→ **SOURCE**:
However, it is well known that textbook preparation requires the collaborative efforts of a subject expert, a curriculum expert, and a subject teacher. This shows the need for some changes in the current practices of the selection of textbook authors; that is, the selection criteria need to be changed. It should be noted, however, that the difficulty of the textbooks appears to be a major concern not only among subject teachers but also among educators with whom the author had discussion on the matter. Unfortunately, only teachers were asked to evaluate the difficulty levels of the textbooks. It was assumed that such an evaluation would be difficult for students involved in this study.
The teacher respondents further reported that the distribution of textbooks was limited and not every student obtained a textbook for each subject. Obviously, textbooks are indispensable for school subjects like mathematics in which students are required to do assignments frequently. Without them, the teaching-learning process could not go on smoothly.
In spite of the poor performance of the entire sample on the mathematics tests, boys received a better mean score than did girls. The difference was, however, statistically significant only at the sixth-grade level. Given this result and that of a previous study (Seleshi 1995), it appears that in the Ethiopian context, boys do better than girls in mathematics beginning from grade six through the high school years. However, it should be noted that the two studies were conducted in two relatively different communities - Seleshi's (1995) study was done in a rural area (North Shoa) whereas the present study was undertaken in an urban setting (Addis Ababa) - and the conclusion drawn should be seen in that light.
On the other hand, the absence of attitude differences between boys and girls at both grade levels is to be expected, for a similar result was found for eighth graders (Seleshi 1995). Other investigators (e.g., Aiken 1976; Ernest 1976; Fennema and Sherman 1978) have also reported no gender differences in attitudes toward mathematics at the elementary school level. Once again, with the above caution in mind, it appears that girls' attitude toward mathematics is comparable to that of boys until they complete the eighth grade.

→ **TO-DO LIST**:
(a) In the excerpt on mathematics performance, at which grade level was the boys' higher mean score statistically significant?
(b) Please set down everything from "The teacher respondents" down to "go on smoothly." in the excerpt on mathematics performance, word for word.

→ **GIVEN INFORMATION**:

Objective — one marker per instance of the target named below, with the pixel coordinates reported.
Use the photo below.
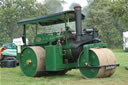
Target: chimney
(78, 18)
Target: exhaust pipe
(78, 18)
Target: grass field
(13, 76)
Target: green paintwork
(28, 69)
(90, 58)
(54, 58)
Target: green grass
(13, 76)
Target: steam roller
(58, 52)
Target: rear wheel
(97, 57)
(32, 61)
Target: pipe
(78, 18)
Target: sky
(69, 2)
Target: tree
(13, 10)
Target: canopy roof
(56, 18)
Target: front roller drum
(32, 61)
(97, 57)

--

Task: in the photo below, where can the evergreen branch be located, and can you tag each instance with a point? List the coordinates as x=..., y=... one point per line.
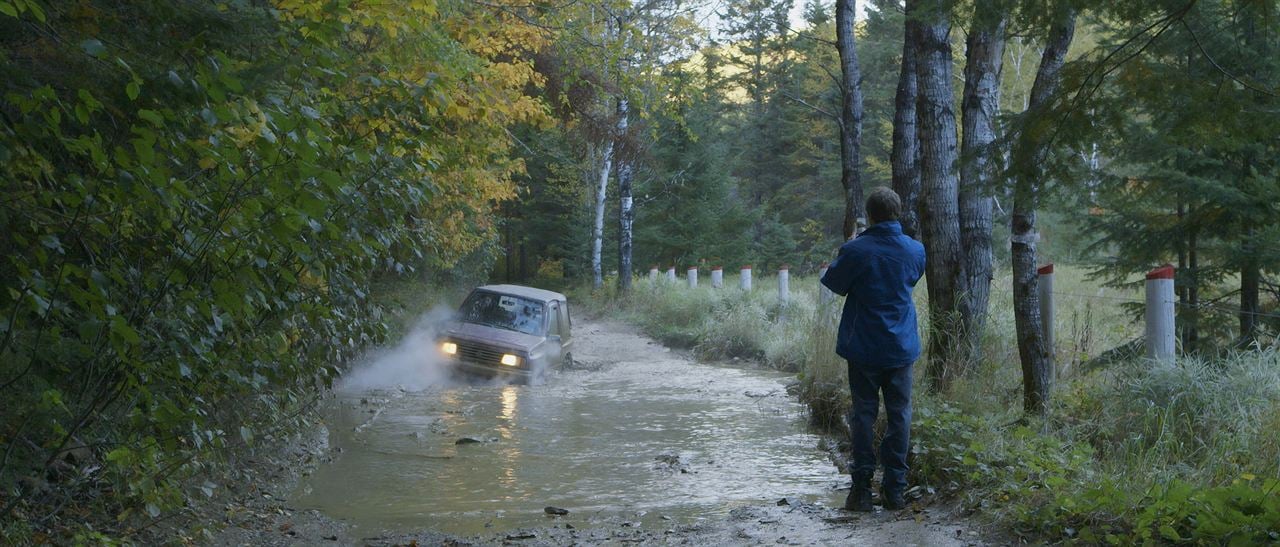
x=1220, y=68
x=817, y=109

→ **TASK-BY-TASK RESULTS**:
(a) Only at the sixth-grade level.

(b)
The teacher respondents further reported that the distribution of textbooks was limited and not every student obtained a textbook for each subject. Obviously, textbooks are indispensable for school subjects like mathematics in which students are required to do assignments frequently. Without them, the teaching-learning process could not go on smoothly.